◆ **Task to carry out**:
All of the data below is to be copied again without changes.

◆ **Entries supplied**:
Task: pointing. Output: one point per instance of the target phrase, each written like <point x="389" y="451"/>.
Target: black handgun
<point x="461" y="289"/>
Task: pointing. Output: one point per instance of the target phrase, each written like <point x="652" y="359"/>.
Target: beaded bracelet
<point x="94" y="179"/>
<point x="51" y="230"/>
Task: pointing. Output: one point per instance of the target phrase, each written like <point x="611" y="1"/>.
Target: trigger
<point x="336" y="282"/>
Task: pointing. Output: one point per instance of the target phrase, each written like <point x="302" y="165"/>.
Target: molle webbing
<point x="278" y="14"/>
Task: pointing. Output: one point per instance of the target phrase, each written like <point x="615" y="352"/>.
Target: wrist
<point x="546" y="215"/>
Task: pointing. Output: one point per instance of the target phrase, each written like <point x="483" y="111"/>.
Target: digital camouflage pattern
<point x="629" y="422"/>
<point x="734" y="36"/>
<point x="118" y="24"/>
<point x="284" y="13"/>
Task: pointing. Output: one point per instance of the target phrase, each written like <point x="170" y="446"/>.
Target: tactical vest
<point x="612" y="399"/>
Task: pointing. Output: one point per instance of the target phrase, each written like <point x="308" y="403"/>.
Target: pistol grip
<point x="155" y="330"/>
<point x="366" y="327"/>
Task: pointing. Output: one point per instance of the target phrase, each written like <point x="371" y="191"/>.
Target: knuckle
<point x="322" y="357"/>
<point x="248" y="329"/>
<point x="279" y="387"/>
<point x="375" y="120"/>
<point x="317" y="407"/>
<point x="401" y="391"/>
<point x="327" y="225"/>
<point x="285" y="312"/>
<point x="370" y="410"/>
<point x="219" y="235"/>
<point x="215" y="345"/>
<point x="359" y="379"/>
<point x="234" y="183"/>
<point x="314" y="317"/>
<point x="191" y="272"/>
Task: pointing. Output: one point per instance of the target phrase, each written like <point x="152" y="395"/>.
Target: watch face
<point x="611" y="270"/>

◆ **Expected answer**:
Task: pointing. Output: one point per instance of the target phrase, each written like <point x="389" y="451"/>.
Target: black handgun
<point x="461" y="289"/>
Task: pointing. Output: one point per instance of the target phrase, each written like <point x="652" y="359"/>.
Target: beaded bracelet
<point x="94" y="179"/>
<point x="51" y="230"/>
Task: pointing. Output: one point per instance of the target phrase, each written like <point x="611" y="1"/>.
Target: trigger
<point x="336" y="282"/>
Task: pointing. Output: one point per instance of the target phrase, each written like <point x="302" y="165"/>.
Target: molle webbing
<point x="278" y="14"/>
Task: pointing. Output: one point per instance of the target phrase, each written like <point x="615" y="352"/>.
Target: wrist
<point x="546" y="215"/>
Task: pointing. Output: one point per instance of the target phrase, each written like <point x="483" y="111"/>.
Target: digital camouflage pattern
<point x="629" y="422"/>
<point x="734" y="36"/>
<point x="118" y="24"/>
<point x="284" y="13"/>
Task: pointing. Output: one point per instance of the target phrase, each written like <point x="170" y="446"/>.
Target: tactical vest
<point x="612" y="399"/>
Task: pointing. Output: one point per instance of the target phrase, each written like <point x="308" y="403"/>.
Target: pistol grip
<point x="155" y="330"/>
<point x="366" y="327"/>
Task: pointing. Output: one point per instance of the target phrase, each written like <point x="371" y="191"/>.
Target: knuckle
<point x="322" y="357"/>
<point x="248" y="329"/>
<point x="279" y="387"/>
<point x="375" y="120"/>
<point x="317" y="407"/>
<point x="401" y="391"/>
<point x="327" y="225"/>
<point x="285" y="312"/>
<point x="370" y="410"/>
<point x="219" y="235"/>
<point x="215" y="345"/>
<point x="359" y="379"/>
<point x="234" y="183"/>
<point x="314" y="317"/>
<point x="191" y="272"/>
Task: pointing. Output: one point per instance of the target phrase, each written like <point x="152" y="395"/>.
Target: watch face
<point x="611" y="270"/>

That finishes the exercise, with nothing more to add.